* What you will do:
When copying the listing below, skip every picture and repeat exactly the lines from the first one through the line that contains "[[548, 643]]".
### Source material
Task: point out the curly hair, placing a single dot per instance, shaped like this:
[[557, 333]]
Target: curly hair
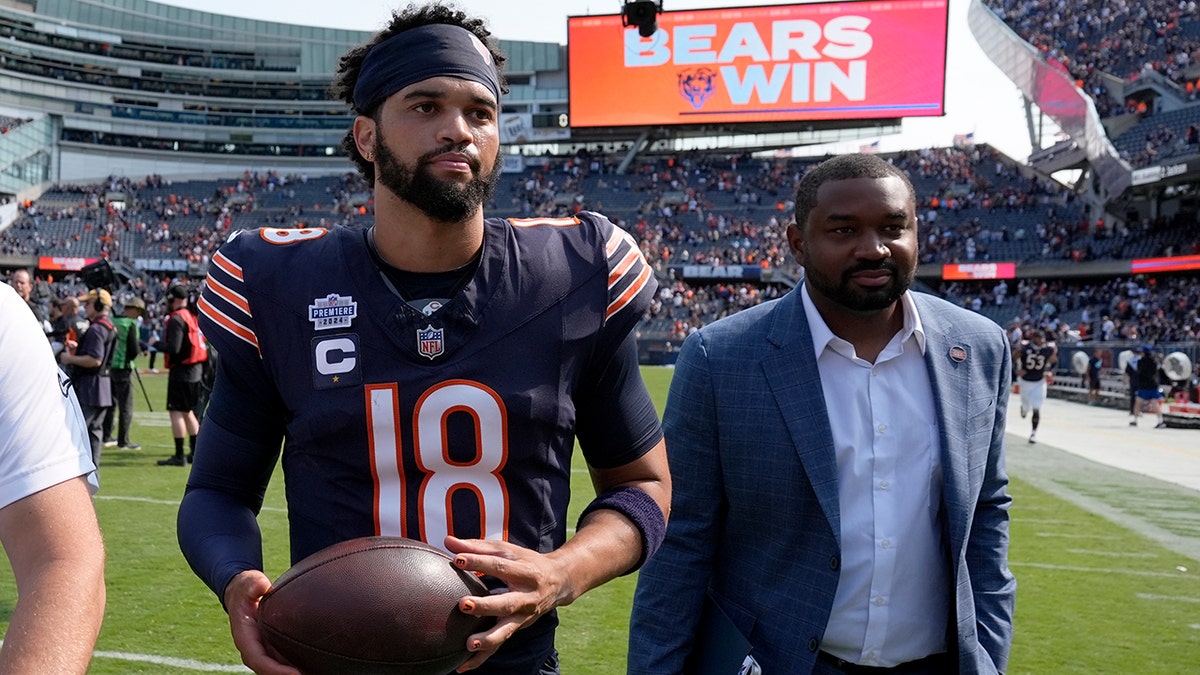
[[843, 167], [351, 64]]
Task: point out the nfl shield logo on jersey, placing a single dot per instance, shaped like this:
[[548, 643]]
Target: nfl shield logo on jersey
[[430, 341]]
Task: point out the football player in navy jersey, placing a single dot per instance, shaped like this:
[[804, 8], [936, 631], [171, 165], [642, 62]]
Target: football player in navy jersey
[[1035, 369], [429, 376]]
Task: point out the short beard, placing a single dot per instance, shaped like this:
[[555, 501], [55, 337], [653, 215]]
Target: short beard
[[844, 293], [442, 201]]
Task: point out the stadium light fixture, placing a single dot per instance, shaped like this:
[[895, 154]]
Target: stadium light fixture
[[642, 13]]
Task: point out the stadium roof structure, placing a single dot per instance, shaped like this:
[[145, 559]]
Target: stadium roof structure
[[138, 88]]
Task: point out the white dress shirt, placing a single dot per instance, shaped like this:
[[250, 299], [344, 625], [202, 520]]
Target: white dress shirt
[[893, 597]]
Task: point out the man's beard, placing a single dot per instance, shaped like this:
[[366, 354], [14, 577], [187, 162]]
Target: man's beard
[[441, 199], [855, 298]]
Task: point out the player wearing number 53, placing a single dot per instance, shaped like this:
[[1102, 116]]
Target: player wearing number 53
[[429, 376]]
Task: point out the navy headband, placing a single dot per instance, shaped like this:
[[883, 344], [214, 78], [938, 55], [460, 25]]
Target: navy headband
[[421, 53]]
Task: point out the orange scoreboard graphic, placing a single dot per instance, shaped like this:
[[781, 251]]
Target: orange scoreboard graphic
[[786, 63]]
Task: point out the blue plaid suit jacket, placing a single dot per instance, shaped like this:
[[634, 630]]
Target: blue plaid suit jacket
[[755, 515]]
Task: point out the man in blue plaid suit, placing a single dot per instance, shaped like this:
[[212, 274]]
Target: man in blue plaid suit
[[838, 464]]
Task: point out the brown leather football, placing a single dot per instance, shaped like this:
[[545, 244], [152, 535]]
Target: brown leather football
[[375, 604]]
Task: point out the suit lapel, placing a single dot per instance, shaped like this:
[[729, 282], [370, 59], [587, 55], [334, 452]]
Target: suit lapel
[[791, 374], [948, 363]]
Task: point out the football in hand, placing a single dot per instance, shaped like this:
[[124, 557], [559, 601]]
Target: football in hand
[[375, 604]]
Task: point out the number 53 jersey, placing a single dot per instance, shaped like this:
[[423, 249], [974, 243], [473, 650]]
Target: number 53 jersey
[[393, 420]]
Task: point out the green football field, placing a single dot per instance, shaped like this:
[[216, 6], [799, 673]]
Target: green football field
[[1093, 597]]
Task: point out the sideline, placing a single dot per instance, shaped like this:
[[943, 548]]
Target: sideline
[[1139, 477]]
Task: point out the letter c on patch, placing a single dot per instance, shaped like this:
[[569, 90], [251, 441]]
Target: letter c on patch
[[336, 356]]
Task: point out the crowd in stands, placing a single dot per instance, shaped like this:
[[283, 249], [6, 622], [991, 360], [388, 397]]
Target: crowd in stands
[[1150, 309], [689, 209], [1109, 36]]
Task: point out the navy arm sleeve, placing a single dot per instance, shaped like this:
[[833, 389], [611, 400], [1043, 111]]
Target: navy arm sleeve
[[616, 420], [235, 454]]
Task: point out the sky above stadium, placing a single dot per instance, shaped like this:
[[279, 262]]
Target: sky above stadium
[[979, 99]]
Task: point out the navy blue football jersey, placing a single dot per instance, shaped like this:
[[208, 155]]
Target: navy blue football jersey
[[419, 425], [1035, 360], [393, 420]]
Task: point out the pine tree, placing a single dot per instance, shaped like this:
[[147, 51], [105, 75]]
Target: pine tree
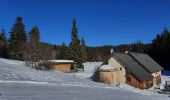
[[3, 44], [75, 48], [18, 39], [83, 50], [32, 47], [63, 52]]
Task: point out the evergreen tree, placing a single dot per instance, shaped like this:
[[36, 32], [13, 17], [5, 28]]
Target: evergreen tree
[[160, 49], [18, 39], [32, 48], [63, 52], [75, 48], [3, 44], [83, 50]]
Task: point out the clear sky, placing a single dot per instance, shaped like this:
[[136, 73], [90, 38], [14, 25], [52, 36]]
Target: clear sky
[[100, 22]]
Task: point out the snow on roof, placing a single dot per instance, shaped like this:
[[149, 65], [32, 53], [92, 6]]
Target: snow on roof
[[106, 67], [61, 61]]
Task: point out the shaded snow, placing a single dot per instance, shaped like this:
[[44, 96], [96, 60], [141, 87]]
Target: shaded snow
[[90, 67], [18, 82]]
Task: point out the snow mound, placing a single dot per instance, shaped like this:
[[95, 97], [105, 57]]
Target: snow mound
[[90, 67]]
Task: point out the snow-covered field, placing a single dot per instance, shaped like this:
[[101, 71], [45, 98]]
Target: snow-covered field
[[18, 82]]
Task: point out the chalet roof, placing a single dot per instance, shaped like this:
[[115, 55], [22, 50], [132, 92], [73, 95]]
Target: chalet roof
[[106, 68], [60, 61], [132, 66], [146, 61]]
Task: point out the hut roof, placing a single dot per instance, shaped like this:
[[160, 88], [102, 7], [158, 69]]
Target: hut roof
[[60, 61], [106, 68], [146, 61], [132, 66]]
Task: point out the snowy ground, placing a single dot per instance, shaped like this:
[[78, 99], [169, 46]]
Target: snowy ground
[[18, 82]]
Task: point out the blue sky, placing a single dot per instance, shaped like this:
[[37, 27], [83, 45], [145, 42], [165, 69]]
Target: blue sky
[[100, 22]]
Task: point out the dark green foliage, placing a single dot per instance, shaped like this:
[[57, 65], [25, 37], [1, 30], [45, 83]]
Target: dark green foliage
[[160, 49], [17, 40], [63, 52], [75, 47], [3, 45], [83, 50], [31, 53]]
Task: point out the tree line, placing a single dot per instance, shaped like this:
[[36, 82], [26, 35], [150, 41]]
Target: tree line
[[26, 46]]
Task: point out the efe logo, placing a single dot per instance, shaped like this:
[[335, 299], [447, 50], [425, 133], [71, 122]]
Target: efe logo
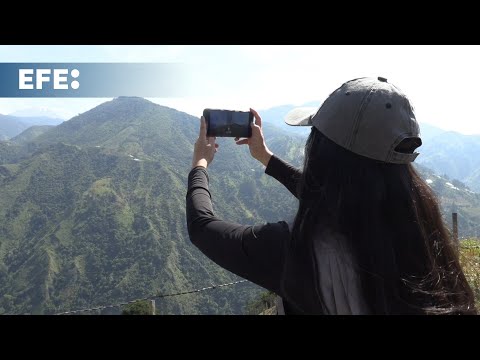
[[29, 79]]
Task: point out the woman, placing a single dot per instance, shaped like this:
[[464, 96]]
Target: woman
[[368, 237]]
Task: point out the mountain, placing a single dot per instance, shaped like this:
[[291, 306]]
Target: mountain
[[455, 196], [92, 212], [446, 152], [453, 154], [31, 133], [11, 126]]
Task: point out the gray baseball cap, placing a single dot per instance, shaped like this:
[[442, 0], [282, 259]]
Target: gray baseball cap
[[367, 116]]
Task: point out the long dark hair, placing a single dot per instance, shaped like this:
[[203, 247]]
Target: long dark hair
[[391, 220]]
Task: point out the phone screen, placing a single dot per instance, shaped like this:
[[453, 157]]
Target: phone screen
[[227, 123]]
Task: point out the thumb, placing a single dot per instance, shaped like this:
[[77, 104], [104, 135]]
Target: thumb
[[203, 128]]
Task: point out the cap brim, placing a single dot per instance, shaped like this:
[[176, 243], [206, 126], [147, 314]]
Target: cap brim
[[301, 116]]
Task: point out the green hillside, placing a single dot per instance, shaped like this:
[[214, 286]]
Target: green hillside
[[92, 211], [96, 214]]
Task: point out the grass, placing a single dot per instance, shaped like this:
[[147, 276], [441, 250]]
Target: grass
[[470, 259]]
######
* Finished task:
Task: point out the curly hair, placing a single dot per instance, shaped like this:
[[557, 333]]
Target: curly hair
[[843, 167], [351, 64]]
Task: point out the nfl shield logo on jersey, placing a single dot per instance, shaped like this:
[[548, 643]]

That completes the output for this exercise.